• [Exercise aim]
Look for the line containing "the green foliage." in the entries below, then print that line and all that follow it exactly.

• [Data excerpts]
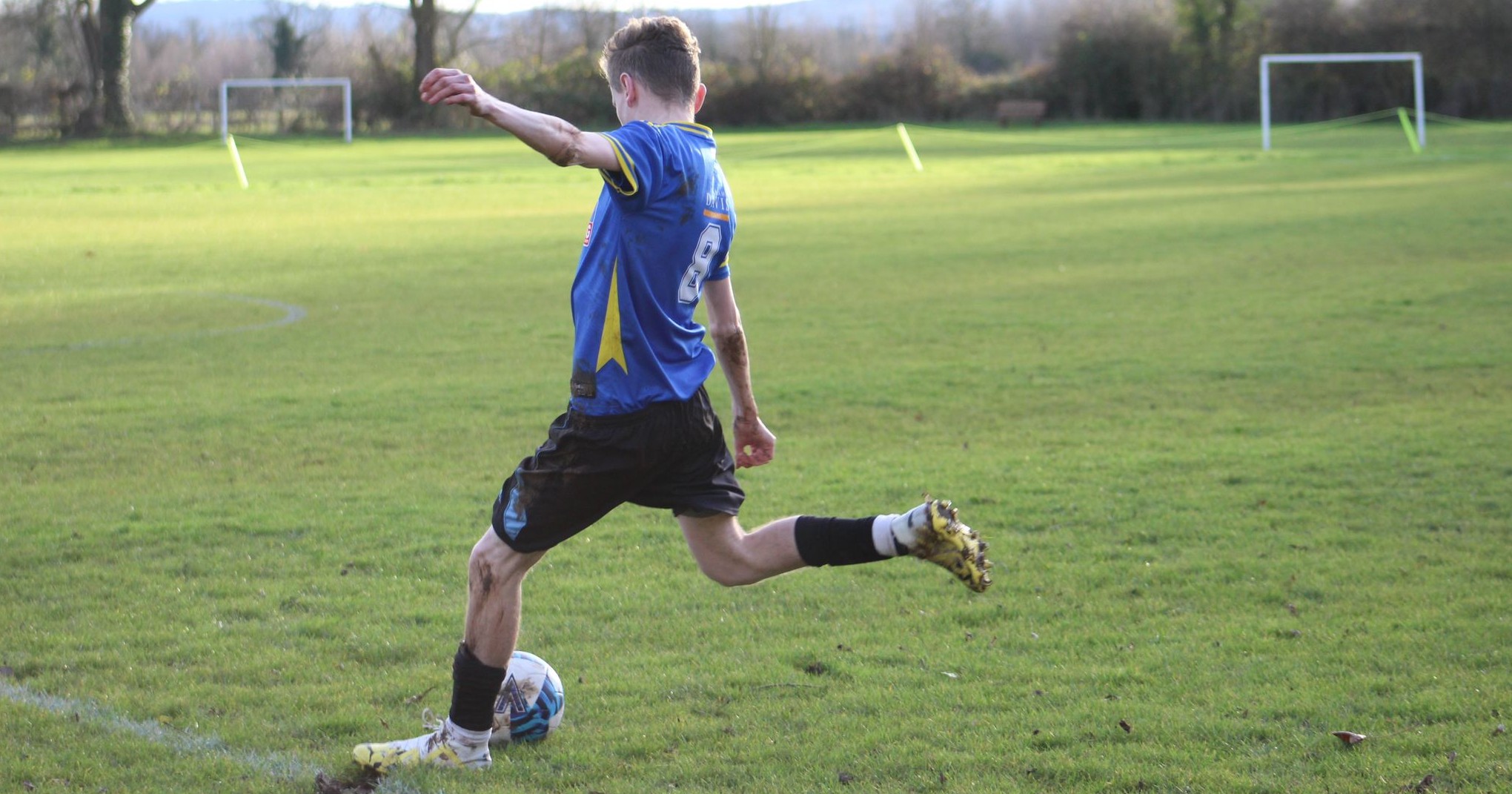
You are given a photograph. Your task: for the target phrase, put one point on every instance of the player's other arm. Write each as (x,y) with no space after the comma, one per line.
(753,443)
(555,138)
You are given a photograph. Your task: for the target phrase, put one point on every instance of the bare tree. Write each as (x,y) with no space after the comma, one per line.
(106,26)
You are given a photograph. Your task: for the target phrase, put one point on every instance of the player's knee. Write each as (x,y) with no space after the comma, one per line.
(492,563)
(731,569)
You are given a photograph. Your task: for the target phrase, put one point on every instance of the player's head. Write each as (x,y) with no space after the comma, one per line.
(660,53)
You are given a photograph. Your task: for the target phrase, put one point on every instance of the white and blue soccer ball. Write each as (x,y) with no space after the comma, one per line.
(531,701)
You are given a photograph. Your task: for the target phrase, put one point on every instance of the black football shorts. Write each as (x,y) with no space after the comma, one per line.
(666,456)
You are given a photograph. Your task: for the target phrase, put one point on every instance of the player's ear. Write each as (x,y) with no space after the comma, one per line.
(629,90)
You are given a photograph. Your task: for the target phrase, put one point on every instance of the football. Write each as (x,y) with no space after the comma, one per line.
(530,704)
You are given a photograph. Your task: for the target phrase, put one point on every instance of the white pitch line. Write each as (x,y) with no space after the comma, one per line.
(280,767)
(292,314)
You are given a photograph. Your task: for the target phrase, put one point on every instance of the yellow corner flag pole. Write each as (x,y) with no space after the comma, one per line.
(908,144)
(236,159)
(1407,126)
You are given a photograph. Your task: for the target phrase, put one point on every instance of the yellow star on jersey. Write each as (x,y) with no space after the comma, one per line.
(610,345)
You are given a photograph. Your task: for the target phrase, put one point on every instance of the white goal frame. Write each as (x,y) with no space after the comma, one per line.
(345,84)
(1340,58)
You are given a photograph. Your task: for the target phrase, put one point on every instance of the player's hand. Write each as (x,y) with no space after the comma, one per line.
(452,87)
(755,445)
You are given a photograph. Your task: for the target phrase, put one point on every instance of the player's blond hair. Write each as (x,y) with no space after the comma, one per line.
(658,52)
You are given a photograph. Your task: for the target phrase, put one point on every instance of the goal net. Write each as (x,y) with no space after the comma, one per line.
(1342,58)
(286,105)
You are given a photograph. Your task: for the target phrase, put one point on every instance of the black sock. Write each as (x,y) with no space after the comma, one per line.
(835,542)
(475,689)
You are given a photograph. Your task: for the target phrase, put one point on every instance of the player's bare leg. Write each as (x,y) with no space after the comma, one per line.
(932,532)
(734,557)
(495,577)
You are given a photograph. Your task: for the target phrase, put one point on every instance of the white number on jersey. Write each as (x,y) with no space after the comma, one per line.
(702,262)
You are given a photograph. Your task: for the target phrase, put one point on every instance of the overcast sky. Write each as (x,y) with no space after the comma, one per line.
(504,7)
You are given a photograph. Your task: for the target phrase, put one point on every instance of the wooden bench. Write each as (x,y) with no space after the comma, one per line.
(1010,110)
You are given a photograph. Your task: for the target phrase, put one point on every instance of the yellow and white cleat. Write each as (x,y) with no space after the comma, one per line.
(439,747)
(941,539)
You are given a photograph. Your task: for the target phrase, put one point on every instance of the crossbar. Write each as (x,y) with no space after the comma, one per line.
(345,84)
(1342,58)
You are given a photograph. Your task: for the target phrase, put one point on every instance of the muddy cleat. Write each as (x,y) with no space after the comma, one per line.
(440,747)
(941,539)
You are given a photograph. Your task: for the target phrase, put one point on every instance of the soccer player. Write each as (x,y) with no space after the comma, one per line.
(638,426)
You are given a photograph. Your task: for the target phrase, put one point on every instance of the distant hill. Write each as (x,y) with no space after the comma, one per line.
(873,16)
(241,14)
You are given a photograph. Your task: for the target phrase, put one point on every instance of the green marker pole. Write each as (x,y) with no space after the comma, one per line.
(236,159)
(908,144)
(1407,128)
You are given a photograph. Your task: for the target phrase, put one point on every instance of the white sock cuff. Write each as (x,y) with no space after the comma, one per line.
(469,737)
(882,536)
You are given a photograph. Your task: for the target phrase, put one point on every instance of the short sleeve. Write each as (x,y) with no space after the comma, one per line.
(637,150)
(719,274)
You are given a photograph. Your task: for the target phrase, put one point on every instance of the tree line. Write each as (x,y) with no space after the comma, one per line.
(79,67)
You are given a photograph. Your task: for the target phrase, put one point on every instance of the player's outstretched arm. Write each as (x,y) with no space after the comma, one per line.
(555,138)
(755,445)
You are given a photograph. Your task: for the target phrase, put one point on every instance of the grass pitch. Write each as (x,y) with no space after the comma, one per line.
(1236,426)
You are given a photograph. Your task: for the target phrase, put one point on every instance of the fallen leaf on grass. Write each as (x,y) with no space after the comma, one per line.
(414,699)
(365,782)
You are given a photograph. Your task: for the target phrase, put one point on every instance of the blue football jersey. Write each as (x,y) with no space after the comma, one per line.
(661,229)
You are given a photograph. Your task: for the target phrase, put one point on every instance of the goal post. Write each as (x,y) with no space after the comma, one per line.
(345,84)
(1340,58)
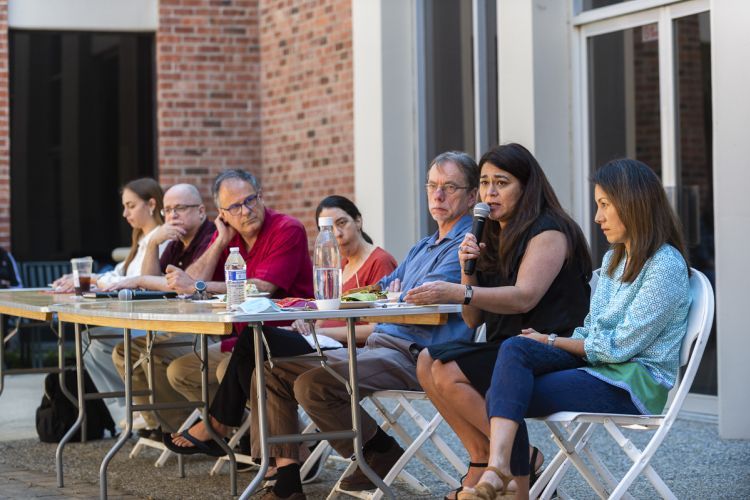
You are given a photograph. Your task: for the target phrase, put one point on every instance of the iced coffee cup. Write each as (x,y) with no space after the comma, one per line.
(82,274)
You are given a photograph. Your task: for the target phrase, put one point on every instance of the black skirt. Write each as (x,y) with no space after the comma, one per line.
(475,359)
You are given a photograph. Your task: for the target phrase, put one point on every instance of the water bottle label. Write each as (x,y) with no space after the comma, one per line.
(235,275)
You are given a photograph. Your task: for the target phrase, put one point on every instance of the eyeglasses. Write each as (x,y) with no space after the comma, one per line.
(448,188)
(236,209)
(177,209)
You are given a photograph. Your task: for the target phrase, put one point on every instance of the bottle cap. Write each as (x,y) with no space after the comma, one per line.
(325,221)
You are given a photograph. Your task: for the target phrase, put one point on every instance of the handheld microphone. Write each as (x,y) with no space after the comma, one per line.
(126,294)
(481,212)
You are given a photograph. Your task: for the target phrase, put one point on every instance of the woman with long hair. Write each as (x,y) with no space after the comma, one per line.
(533,268)
(625,357)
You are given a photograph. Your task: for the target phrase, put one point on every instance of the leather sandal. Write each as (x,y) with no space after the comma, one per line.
(457,490)
(486,491)
(534,471)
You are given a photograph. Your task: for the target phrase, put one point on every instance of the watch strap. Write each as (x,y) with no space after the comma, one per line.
(468,294)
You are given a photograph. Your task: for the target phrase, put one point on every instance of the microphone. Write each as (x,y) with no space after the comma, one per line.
(481,212)
(126,294)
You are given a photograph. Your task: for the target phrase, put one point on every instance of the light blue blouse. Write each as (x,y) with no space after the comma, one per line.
(640,325)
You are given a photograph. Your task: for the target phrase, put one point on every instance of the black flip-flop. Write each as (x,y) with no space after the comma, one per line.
(210,447)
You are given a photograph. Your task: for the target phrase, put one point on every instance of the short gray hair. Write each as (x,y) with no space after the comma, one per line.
(464,162)
(234,173)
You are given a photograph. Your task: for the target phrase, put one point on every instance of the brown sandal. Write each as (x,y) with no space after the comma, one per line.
(486,491)
(458,490)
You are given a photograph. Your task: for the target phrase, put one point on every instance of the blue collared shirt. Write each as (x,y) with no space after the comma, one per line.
(431,260)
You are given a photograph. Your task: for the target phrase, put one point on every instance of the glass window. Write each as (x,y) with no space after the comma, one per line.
(623,104)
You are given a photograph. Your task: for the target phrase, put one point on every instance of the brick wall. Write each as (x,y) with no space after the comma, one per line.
(307,98)
(263,85)
(208,109)
(4,130)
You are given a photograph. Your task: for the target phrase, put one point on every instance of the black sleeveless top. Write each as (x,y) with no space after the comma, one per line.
(559,311)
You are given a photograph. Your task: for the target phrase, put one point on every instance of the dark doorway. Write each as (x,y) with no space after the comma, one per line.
(82,124)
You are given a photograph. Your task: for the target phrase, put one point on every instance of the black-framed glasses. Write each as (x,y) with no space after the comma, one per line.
(236,208)
(177,209)
(448,187)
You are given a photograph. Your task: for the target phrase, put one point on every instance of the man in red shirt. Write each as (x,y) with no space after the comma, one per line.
(275,250)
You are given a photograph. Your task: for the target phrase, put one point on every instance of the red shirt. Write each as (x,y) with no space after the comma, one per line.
(279,255)
(176,253)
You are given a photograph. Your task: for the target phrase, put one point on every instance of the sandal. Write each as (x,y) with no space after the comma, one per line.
(457,490)
(209,447)
(534,470)
(486,491)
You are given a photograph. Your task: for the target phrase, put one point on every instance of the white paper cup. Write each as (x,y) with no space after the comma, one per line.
(328,304)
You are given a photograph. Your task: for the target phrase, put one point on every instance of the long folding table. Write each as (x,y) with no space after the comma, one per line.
(33,304)
(190,317)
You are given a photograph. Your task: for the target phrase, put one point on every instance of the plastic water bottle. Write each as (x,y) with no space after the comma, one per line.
(236,277)
(327,267)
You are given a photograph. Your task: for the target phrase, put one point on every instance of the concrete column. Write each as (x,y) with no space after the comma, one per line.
(385,129)
(730,44)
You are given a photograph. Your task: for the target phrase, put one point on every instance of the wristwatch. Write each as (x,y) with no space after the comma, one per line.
(468,294)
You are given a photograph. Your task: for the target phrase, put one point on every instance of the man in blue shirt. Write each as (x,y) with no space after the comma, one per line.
(388,360)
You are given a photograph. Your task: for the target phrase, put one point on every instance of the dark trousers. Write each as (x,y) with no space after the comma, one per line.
(229,403)
(532,379)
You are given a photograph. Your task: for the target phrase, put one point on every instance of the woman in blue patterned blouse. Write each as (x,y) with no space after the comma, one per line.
(625,357)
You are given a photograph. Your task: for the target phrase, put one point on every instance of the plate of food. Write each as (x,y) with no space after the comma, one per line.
(359,300)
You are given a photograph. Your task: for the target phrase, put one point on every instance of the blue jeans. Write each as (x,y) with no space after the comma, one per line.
(532,379)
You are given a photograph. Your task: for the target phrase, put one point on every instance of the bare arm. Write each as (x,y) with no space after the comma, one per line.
(544,257)
(203,268)
(165,232)
(541,263)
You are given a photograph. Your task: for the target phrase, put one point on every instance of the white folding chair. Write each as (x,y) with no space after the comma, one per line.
(427,432)
(571,431)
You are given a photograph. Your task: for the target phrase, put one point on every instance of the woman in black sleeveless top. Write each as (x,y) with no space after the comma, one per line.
(533,268)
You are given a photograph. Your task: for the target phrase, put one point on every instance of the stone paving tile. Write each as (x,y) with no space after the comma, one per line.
(18,483)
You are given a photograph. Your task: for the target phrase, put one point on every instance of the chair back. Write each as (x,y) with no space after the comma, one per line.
(36,274)
(700,321)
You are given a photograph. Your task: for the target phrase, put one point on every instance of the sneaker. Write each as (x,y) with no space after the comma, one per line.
(381,463)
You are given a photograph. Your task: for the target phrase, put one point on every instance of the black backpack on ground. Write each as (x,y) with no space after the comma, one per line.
(57,414)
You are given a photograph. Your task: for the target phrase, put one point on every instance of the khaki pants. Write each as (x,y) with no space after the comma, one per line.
(184,373)
(163,391)
(385,363)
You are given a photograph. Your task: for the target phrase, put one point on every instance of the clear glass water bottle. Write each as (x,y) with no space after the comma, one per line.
(236,277)
(327,267)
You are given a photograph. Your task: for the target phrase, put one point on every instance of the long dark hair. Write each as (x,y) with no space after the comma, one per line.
(345,204)
(145,188)
(537,198)
(641,203)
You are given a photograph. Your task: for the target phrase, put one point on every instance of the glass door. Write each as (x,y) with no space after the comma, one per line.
(645,93)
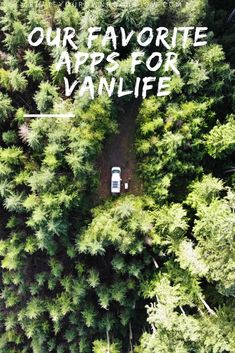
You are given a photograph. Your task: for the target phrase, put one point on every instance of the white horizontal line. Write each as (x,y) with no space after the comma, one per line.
(68,115)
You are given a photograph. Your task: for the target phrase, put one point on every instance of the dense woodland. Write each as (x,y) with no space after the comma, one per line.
(147,273)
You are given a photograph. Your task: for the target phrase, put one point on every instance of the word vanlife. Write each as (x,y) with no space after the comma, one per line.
(74,60)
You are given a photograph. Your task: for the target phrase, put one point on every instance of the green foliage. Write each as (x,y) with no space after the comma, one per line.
(76,274)
(220,140)
(45,97)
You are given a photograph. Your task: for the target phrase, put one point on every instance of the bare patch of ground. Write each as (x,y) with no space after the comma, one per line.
(119,151)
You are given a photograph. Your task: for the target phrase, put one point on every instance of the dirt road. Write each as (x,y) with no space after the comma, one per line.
(119,151)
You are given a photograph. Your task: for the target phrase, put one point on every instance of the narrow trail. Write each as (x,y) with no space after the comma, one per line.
(119,151)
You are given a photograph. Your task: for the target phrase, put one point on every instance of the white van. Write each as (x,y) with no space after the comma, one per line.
(116,180)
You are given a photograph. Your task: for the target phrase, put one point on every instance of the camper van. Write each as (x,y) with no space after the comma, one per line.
(116,180)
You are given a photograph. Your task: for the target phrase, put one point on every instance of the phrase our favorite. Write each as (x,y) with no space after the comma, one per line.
(93,65)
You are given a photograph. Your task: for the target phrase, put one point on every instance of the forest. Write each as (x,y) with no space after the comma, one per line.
(153,269)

• [Task output]
You are given a photograph. Your task: for the target phrase, put one point on every instance of the green foliage. Write each as (x,y) with no space after the comma, one per line.
(76,274)
(220,140)
(45,97)
You are given a photograph. Your task: for the target phrase, put one point on every instance of the bare patch of ground. Write each as (x,y) with no space after the comma, one per line.
(119,151)
You are given a photograph. Your task: for the target phrase, put one point on every instance of the dirt road. Write each as (x,y) with no space after the comma, one per line.
(119,151)
You are given a photograph. Your task: for the target phrase, put one point on every instance of the narrow trail. Write each as (x,y) with no space after the comma, one per line.
(119,151)
You are given a photograph. Your task: for the target phrase, put one point on every instance of the white van. Write each as (x,y) with no space after the comma, one per line.
(116,180)
You are given a photograph. Your task: for the target phrase, put one point on every instance of the camper van. Write each as (x,y) with no space after the comma, one per line.
(116,180)
You are given a photograph. Your task: for the target phrase, put one point on every instance of the phrase our favorite. Write each as (x,y) with no space after the comma, one per line.
(93,65)
You are given a photograph. Your task: for the target phrase, put one point on every instance of the forest. Write each as (x,y) with no space after the comma, one per line.
(153,269)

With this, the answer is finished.